→ **Requirement**
Find each line in the records below that contains the word "wall" and copy those lines out.

→ **Source material**
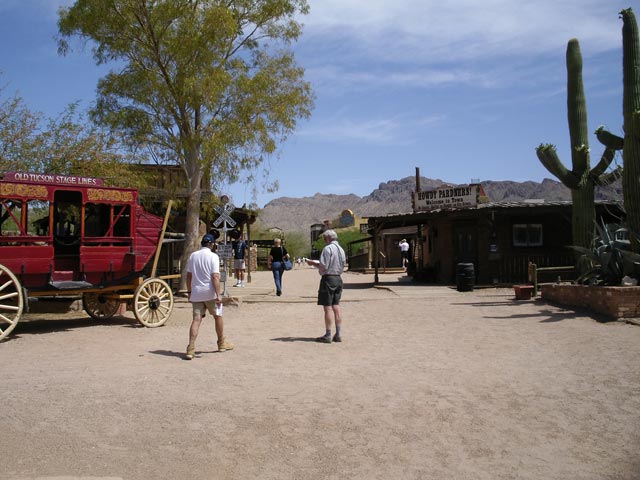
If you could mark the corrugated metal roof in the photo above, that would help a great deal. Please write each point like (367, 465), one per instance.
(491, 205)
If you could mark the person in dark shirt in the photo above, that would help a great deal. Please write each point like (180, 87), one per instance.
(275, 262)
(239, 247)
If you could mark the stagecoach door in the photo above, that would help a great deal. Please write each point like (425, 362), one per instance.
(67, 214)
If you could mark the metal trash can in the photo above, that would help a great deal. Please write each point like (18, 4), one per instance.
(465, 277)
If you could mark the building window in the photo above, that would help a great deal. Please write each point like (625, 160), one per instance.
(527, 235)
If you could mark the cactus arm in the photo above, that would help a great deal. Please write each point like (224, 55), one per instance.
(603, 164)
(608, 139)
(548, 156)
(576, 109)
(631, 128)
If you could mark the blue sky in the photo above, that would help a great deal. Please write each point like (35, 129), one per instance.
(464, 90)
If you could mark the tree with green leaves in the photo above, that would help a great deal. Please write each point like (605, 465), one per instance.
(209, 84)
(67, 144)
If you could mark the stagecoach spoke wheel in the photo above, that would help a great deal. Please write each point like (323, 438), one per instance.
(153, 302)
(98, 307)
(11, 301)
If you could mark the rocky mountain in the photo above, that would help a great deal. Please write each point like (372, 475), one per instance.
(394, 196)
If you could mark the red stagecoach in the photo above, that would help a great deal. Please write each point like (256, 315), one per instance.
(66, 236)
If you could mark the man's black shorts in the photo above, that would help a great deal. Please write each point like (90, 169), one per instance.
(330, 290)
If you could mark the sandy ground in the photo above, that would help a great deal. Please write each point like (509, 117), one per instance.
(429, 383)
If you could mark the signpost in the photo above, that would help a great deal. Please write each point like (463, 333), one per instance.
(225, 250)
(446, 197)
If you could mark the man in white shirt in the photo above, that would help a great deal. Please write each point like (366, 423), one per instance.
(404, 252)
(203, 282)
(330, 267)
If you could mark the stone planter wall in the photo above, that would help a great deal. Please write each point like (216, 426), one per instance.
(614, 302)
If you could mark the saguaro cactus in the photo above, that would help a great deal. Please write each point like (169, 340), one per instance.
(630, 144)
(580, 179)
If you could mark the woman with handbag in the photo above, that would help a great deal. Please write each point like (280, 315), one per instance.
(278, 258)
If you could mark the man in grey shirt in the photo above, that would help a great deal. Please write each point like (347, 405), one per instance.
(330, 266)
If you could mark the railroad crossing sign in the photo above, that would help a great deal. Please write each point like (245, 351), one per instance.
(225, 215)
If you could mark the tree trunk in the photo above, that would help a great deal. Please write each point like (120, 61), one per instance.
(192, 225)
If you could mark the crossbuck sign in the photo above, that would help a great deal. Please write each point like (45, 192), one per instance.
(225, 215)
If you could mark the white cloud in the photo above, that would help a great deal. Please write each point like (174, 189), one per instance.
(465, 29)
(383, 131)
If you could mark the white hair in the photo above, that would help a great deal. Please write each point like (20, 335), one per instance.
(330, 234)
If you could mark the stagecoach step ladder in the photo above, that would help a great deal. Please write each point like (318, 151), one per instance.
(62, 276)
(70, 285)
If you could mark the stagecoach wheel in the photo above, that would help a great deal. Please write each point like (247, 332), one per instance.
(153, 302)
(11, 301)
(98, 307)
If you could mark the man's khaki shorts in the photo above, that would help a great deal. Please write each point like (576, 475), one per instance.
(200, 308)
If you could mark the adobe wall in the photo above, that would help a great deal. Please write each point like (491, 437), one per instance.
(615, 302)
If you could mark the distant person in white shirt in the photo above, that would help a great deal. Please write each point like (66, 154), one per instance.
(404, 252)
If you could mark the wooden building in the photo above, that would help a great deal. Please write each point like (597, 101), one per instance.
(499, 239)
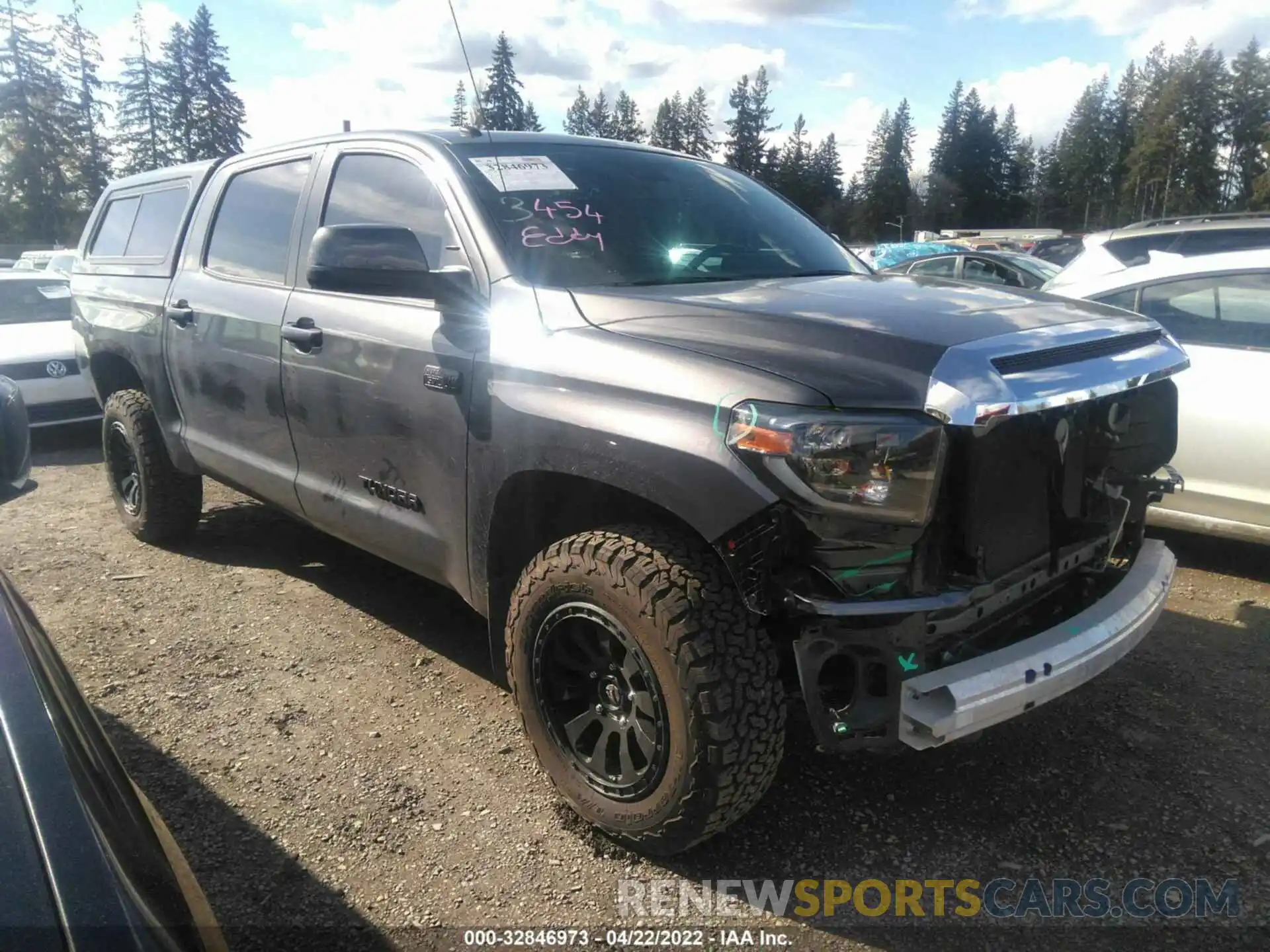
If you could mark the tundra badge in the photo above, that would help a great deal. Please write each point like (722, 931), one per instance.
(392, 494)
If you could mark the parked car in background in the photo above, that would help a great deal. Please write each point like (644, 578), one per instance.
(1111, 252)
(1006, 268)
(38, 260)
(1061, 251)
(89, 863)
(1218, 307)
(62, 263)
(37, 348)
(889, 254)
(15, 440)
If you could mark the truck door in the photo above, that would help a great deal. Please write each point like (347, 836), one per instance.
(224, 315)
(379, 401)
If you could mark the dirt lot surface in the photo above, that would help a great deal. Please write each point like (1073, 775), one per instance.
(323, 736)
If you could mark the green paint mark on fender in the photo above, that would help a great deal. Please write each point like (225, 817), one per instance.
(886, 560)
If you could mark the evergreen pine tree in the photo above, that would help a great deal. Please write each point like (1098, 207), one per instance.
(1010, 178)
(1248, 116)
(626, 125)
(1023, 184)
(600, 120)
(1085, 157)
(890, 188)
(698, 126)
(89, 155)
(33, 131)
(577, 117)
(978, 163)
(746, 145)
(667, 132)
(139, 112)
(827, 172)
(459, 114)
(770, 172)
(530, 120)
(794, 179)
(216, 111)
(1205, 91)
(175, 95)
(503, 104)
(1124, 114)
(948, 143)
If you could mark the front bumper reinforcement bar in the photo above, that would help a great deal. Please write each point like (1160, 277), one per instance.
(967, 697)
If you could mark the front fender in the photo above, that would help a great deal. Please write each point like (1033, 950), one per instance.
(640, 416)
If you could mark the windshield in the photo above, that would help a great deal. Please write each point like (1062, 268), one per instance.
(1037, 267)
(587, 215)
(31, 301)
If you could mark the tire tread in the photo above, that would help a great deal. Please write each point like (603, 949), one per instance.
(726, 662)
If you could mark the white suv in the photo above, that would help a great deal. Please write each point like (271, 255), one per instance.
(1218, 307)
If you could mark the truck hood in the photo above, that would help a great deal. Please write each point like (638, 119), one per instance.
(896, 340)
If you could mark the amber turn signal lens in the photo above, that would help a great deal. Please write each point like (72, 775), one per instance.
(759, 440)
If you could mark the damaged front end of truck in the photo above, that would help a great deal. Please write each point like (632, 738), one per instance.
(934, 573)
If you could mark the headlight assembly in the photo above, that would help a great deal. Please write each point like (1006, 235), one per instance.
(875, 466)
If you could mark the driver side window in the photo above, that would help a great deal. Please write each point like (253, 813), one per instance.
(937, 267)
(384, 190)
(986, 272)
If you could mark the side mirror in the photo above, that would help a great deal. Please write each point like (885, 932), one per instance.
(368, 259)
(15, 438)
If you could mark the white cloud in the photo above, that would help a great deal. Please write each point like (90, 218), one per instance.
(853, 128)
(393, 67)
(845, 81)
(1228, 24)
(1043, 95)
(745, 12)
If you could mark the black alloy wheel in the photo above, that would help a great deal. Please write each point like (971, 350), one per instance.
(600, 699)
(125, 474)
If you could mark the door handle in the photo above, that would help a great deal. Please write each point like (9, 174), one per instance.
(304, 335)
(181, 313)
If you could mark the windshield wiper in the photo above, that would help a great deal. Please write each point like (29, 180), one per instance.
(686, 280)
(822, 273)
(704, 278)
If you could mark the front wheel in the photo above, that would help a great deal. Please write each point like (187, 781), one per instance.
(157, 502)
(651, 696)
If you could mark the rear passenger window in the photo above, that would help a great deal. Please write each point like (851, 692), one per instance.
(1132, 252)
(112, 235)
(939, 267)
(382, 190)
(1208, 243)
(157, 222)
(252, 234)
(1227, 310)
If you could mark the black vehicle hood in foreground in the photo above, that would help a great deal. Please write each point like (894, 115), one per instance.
==
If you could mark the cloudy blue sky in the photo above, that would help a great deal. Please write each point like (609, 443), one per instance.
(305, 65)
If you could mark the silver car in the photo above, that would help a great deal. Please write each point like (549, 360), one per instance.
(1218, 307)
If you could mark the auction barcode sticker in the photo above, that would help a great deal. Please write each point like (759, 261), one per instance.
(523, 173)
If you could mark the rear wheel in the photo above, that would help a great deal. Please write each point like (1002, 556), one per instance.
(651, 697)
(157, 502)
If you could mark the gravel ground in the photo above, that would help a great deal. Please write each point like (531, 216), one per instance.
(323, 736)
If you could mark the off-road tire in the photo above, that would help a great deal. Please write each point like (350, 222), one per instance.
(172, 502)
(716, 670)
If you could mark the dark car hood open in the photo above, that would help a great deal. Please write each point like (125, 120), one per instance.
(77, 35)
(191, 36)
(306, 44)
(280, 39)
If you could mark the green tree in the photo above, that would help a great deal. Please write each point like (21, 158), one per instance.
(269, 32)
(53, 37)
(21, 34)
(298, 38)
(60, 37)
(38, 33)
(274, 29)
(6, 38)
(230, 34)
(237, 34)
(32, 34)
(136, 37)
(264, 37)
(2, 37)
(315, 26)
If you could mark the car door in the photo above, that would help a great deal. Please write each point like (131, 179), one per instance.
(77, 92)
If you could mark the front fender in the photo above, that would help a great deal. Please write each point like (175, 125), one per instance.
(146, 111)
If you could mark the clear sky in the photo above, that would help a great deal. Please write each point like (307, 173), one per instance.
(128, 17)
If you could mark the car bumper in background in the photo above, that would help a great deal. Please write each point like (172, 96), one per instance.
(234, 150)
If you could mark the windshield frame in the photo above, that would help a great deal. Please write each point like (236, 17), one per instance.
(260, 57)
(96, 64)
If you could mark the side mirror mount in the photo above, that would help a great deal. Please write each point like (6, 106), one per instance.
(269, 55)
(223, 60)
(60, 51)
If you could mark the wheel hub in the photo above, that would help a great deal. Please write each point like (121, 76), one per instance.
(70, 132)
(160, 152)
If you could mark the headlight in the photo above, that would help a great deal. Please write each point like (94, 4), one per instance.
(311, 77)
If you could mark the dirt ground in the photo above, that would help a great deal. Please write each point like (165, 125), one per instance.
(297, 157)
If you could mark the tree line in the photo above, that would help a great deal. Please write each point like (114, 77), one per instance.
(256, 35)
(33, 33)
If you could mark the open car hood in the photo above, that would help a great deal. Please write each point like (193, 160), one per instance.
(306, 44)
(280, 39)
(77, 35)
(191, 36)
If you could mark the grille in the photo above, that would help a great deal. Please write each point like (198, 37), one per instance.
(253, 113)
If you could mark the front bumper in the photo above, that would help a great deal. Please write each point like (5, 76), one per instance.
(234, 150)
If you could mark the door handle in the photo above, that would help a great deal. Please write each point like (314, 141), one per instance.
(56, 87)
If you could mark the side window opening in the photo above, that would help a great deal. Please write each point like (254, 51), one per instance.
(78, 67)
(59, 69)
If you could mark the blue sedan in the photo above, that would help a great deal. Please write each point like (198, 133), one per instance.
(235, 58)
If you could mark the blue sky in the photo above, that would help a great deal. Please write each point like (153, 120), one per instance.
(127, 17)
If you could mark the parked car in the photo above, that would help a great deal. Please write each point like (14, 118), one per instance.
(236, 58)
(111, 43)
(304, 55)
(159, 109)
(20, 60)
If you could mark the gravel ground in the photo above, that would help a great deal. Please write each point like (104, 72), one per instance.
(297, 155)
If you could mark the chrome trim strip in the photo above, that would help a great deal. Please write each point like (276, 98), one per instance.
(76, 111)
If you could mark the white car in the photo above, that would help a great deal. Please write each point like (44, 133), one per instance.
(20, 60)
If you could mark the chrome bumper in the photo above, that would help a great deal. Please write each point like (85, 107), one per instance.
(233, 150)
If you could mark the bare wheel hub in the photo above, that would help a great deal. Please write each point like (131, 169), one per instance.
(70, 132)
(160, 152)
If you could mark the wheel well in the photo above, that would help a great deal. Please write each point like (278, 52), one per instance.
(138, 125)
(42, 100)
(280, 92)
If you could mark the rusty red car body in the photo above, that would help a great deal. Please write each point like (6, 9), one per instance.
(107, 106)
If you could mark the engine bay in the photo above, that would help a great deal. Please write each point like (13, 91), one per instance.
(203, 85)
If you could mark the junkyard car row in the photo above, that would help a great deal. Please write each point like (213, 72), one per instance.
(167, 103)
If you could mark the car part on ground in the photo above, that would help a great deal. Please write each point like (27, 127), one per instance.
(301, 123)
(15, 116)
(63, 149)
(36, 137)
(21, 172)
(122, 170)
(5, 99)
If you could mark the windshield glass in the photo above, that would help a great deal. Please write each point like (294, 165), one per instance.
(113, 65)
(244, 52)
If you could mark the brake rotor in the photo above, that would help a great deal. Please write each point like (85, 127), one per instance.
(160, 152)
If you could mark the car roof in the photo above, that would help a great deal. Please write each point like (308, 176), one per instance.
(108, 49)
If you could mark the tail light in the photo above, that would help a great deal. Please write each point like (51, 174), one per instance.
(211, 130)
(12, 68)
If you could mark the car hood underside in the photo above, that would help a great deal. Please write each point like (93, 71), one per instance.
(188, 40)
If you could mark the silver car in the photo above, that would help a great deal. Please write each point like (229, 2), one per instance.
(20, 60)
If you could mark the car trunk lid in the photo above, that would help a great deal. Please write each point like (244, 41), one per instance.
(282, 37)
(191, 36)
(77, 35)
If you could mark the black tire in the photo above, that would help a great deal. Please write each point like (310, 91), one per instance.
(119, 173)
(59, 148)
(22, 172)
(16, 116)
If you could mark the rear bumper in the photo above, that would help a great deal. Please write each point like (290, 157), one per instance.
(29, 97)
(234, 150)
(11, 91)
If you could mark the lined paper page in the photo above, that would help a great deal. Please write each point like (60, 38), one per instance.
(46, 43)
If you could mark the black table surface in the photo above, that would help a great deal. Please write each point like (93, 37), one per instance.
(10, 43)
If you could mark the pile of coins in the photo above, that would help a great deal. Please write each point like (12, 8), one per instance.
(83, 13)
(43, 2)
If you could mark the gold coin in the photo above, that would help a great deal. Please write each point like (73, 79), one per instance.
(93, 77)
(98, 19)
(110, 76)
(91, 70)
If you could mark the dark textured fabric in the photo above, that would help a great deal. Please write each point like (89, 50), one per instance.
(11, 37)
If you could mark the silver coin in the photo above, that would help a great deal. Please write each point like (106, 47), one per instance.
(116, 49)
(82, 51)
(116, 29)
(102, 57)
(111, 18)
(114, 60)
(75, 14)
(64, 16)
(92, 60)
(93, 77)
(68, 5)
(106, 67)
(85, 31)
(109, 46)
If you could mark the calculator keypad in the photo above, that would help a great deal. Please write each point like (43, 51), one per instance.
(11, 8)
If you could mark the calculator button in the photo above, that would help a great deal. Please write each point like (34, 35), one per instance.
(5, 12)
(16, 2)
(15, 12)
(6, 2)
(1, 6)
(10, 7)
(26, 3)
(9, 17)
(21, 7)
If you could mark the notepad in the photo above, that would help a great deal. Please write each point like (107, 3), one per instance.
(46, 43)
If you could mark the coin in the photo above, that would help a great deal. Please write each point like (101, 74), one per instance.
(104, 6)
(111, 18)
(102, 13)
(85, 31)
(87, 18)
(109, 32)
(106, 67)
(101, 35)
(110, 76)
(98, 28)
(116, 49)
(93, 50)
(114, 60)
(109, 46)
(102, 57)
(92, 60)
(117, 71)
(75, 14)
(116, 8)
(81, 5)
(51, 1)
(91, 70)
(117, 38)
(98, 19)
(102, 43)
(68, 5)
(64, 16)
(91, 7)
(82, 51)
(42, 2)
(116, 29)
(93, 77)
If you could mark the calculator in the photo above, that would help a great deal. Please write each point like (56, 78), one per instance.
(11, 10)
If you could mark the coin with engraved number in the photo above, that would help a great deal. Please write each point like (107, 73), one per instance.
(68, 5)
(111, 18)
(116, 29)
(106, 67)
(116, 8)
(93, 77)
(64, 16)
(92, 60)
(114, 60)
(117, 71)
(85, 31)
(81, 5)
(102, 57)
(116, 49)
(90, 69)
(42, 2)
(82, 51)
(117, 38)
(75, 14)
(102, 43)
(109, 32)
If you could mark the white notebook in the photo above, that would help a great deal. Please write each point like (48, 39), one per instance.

→ **Worked solution**
If you could mark the stone planter wall in the photo above, that would help a great deal. Please write each point like (216, 426), one per instance.
If you could mark the adobe wall in the photo above, that would help a great deal. Please write each point like (491, 437), one per instance.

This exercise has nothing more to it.